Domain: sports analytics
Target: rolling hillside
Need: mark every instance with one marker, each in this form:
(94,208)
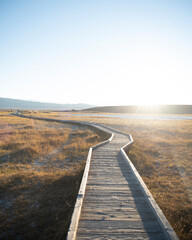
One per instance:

- **Aim**
Could you copy every line of the listing above word for word, leaving out the picture?

- **Result of the exercise**
Domain: sports analytics
Target: rolling hillside
Need: mark every instance with one marker, each in this form:
(94,208)
One per instance:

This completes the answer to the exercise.